Record excerpts:
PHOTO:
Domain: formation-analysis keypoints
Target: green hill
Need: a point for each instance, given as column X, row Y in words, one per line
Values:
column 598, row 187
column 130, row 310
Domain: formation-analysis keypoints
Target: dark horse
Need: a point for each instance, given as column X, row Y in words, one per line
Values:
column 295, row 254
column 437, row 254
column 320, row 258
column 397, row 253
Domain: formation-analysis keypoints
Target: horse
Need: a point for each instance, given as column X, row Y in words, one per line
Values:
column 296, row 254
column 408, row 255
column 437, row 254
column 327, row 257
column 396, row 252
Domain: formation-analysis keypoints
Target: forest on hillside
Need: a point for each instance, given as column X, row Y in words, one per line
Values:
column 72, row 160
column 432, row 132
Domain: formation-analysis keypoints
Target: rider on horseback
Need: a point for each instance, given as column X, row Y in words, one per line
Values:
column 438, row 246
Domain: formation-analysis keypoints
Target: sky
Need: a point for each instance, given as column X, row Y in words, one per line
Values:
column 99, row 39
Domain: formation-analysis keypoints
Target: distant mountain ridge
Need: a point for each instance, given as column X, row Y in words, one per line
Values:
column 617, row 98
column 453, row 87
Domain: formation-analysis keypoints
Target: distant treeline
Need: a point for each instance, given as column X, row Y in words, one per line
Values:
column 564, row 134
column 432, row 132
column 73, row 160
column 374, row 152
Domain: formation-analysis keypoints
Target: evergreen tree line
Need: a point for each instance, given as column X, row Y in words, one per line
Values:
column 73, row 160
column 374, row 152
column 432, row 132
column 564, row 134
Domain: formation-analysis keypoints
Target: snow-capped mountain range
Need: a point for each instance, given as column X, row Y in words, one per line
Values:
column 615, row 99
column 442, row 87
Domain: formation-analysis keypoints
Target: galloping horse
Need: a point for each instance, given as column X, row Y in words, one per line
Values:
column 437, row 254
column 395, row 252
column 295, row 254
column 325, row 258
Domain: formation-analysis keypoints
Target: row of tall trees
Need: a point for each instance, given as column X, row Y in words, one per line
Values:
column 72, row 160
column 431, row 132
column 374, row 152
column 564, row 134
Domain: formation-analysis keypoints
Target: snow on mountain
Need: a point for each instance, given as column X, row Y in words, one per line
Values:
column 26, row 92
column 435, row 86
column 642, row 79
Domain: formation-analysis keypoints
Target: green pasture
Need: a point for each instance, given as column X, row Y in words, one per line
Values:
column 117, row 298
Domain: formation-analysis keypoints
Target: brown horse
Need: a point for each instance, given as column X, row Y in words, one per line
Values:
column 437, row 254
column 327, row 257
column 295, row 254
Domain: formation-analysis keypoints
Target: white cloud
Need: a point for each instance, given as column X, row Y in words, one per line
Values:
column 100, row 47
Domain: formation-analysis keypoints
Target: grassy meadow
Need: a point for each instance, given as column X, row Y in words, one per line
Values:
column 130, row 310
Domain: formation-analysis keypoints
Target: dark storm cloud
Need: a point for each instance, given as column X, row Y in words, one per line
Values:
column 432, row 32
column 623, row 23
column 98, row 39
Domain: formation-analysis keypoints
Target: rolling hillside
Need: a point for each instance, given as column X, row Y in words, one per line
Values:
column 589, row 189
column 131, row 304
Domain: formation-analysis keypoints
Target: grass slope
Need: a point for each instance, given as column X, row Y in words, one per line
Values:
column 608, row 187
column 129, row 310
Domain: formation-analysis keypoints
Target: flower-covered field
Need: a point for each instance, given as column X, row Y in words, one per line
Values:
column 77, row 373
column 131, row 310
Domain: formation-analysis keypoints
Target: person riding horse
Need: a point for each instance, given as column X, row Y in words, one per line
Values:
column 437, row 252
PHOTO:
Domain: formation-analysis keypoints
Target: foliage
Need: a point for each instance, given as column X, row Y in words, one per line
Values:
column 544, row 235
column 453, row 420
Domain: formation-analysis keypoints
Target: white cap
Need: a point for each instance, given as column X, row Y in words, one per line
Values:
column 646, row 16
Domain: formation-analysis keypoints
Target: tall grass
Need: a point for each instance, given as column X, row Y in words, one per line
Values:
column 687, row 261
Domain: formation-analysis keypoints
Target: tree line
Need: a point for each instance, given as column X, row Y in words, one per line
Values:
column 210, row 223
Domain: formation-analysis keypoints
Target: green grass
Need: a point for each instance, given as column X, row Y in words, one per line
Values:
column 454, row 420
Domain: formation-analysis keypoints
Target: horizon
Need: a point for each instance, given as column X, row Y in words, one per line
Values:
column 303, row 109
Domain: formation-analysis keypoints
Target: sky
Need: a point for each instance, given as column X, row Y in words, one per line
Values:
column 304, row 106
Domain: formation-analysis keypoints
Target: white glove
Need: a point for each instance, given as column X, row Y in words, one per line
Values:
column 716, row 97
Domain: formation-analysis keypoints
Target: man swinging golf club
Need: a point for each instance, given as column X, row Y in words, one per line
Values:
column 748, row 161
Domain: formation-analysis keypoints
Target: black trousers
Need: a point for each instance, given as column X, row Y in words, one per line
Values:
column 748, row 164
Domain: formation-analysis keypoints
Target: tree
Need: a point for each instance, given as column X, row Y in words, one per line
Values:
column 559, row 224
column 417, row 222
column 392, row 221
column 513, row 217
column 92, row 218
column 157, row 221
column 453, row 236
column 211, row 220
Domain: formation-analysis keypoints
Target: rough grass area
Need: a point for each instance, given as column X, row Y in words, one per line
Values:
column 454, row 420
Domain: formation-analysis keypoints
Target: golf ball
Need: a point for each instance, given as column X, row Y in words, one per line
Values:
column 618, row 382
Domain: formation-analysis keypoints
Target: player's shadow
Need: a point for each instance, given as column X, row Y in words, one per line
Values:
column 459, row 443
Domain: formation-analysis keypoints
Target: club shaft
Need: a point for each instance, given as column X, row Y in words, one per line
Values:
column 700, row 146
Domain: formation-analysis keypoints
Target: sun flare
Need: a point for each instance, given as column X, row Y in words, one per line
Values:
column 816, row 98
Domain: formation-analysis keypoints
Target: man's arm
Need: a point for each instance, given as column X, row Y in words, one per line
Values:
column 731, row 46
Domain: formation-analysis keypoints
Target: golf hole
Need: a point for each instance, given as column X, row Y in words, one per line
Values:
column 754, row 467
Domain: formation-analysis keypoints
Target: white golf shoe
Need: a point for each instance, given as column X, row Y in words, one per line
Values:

What the exercise asks: Turn all of the items above into one numbered list, one line per entry, and drop any blank lines.

Response:
1. PHOTO:
2. Domain: formation-analysis keypoints
3. Target: green hill
4. Need: a point for each instance, given as column X, row Y in words, one per line
5. Values:
6. column 598, row 187
7. column 130, row 310
8. Domain: formation-analysis keypoints
9. Target: dark horse
10. Need: a point for each instance, given as column X, row Y in words, one per line
11. Values:
12. column 295, row 254
13. column 437, row 254
14. column 320, row 258
15. column 397, row 253
16. Domain: formation-analysis keypoints
17. Target: horse
18. Need: a point for each instance, given as column X, row Y in words, one per line
19. Values:
20. column 296, row 254
21. column 408, row 255
22. column 437, row 254
23. column 327, row 257
24. column 396, row 252
25. Domain: formation-analysis keypoints
26. Target: forest on hillside
27. Need: a point for each instance, given as column X, row Y in words, one per line
28. Values:
29. column 72, row 160
30. column 432, row 132
31. Domain: formation-analysis keypoints
32. Target: rider on horseback
33. Need: a point for each instance, given as column X, row Y in words, one per line
34. Values:
35. column 438, row 246
36. Domain: formation-analysis keypoints
37. Target: sky
38. Need: a point for each instance, given as column X, row Y in words, one per line
39. Values:
40. column 99, row 39
41. Domain: formation-analysis keypoints
42. Target: distant mountain ridge
43. Need: a point for each instance, given as column X, row Y in words, one per line
44. Values:
45. column 617, row 98
46. column 453, row 87
47. Domain: formation-analysis keypoints
48. Target: distant treeline
49. Need: a point for each instance, given as column X, row Y in words, one per line
50. Values:
51. column 564, row 134
52. column 432, row 132
53. column 73, row 160
54. column 374, row 152
55. Domain: formation-analysis keypoints
56. Target: evergreen tree line
57. Need: a point for each instance, given as column X, row Y in words, one per line
58. Values:
59. column 73, row 160
60. column 374, row 152
61. column 432, row 132
62. column 564, row 134
63. Domain: formation-analysis keypoints
64. Target: snow-capped mountain range
65. Need: a point for each instance, given as column X, row Y in words, one per line
66. Values:
67. column 615, row 99
68. column 442, row 87
69. Domain: formation-analysis keypoints
70. Target: galloping horse
71. Need: a point for each instance, given as column X, row Y in words, one per line
72. Values:
73. column 437, row 254
74. column 395, row 252
75. column 295, row 254
76. column 325, row 258
77. Domain: formation-analysis keypoints
78. Target: row of tall trees
79. Need: a point for each instance, given as column X, row Y in words, one per line
80. Values:
81. column 72, row 160
82. column 431, row 132
83. column 374, row 152
84. column 564, row 134
85. Domain: formation-analysis keypoints
86. Target: snow on mountain
87. Need: a point for each instance, given as column X, row Y in words, one per line
88. Values:
89. column 26, row 92
90. column 435, row 86
91. column 642, row 79
92. Domain: formation-analysis keypoints
93. Target: green pasture
94. Need: a point for each instance, given as column X, row Y in words, one per line
95. Values:
96. column 117, row 298
97. Domain: formation-analysis keypoints
98. Target: brown horse
99. Need: a point for each instance, given as column X, row Y in words, one per line
100. Values:
101. column 437, row 254
102. column 327, row 257
103. column 295, row 254
104. Domain: formation-analysis keypoints
105. Target: white cloud
106. Need: a point for each instance, given as column X, row Y in words, one per line
107. Values:
108. column 100, row 47
109. Domain: formation-analysis keypoints
110. Target: grassy meadow
111. Need: a point for each instance, given as column X, row Y in words, one per line
112. Values:
113. column 130, row 310
114. Domain: formation-analysis keypoints
115. Target: dark storm cloud
116. Need: a point for each instance, given as column X, row Y in words, one per line
117. Values:
118. column 432, row 32
119. column 623, row 23
120. column 98, row 39
121. Domain: formation-analysis keypoints
122. Target: rolling hillside
123. Need: a point for each instance, given as column X, row Y in words, one per line
124. Values:
125. column 589, row 189
126. column 131, row 304
127. Domain: formation-analysis keypoints
128. Target: grass slope
129. Need: a point for each instance, given as column X, row Y in words, one per line
130. Values:
131. column 608, row 187
132. column 129, row 310
133. Domain: formation-analysis keypoints
134. Target: flower-covered field
135. Need: a point for each instance, given as column X, row Y in words, one per line
136. Values:
137. column 77, row 373
138. column 131, row 310
139. Domain: formation-analysis keypoints
140. Target: person riding horse
141. Need: a point for each instance, given as column X, row Y in words, one per line
142. Values:
143. column 437, row 252
144. PHOTO:
145. Domain: formation-analysis keypoints
146. Target: foliage
147. Need: a point for each instance, given as column X, row Y in words, one per line
148. Values:
149. column 544, row 235
150. column 453, row 420
151. Domain: formation-analysis keypoints
152. Target: white cap
153. Need: a point for each instance, given as column X, row Y in words, one per line
154. Values:
155. column 646, row 16
156. Domain: formation-analysis keypoints
157. Target: tall grass
158. Need: a point for each instance, given as column X, row Y in words, one per line
159. Values:
160. column 687, row 261
161. Domain: formation-analysis keypoints
162. Target: tree line
163. Need: a point for each instance, given as column X, row Y in words, one per line
164. Values:
165. column 210, row 223
166. Domain: formation-analysis keypoints
167. Target: green grass
168. Need: a point for each instance, given as column X, row Y in words, one per line
169. Values:
170. column 454, row 420
171. Domain: formation-analysis keypoints
172. Target: horizon
173. Need: a point for each instance, given as column X, row Y in words, one per line
174. Values:
175. column 303, row 109
176. Domain: formation-analysis keypoints
177. Target: sky
178. Need: a point for each instance, given as column X, row Y in words, one per line
179. Values:
180. column 304, row 106
181. Domain: formation-analysis keypoints
182. Target: white glove
183. Need: a point for each instance, given as column X, row Y in words, one per line
184. Values:
185. column 716, row 97
186. Domain: formation-analysis keypoints
187. Target: man swinging golf club
188. Need: a point for each instance, given as column X, row Y in words, one per line
189. Values:
190. column 748, row 161
191. Domain: formation-analysis keypoints
192. Target: black trousers
193. Need: a point for each instance, given as column X, row Y in words, one per line
194. Values:
195. column 748, row 164
196. Domain: formation-analysis keypoints
197. Target: tree
198. Need: a point for each instance, given as column X, row Y in words, one per line
199. Values:
200. column 559, row 224
201. column 417, row 222
202. column 392, row 221
203. column 513, row 217
204. column 92, row 218
205. column 157, row 221
206. column 453, row 236
207. column 211, row 220
208. Domain: formation-analysis keypoints
209. Target: rough grass area
210. Need: a point for each instance, given as column X, row Y in words, one per line
211. Values:
212. column 454, row 420
213. Domain: formation-analysis keypoints
214. Target: golf ball
215. Need: a point for each instance, given as column X, row Y in words, one per line
216. Values:
217. column 618, row 382
218. Domain: formation-analysis keypoints
219. Target: player's shadow
220. Need: a point for each instance, given as column X, row Y in words, one per line
221. Values:
222. column 459, row 443
223. Domain: formation-analysis keypoints
224. Target: club shaft
225. Need: a point for each instance, given as column X, row Y in words, one per line
226. Values:
227. column 700, row 146
228. Domain: formation-analysis keypoints
229. Target: sun flare
230. Need: a point for each instance, given as column X, row Y in words, one per line
231. Values:
232. column 816, row 98
233. Domain: formation-analysis keypoints
234. Target: man's arm
235. Need: a point for each instance, given as column X, row Y in words, one per line
236. Values:
237. column 731, row 46
238. Domain: formation-analysis keypoints
239. Target: golf hole
240. Need: a point for each instance, given as column X, row Y in words, one per line
241. Values:
242. column 754, row 467
243. Domain: formation-analysis keypoints
244. Target: white golf shoe
245. Need: a point for each instance, given as column X, row Y in words, one per line
246. Values:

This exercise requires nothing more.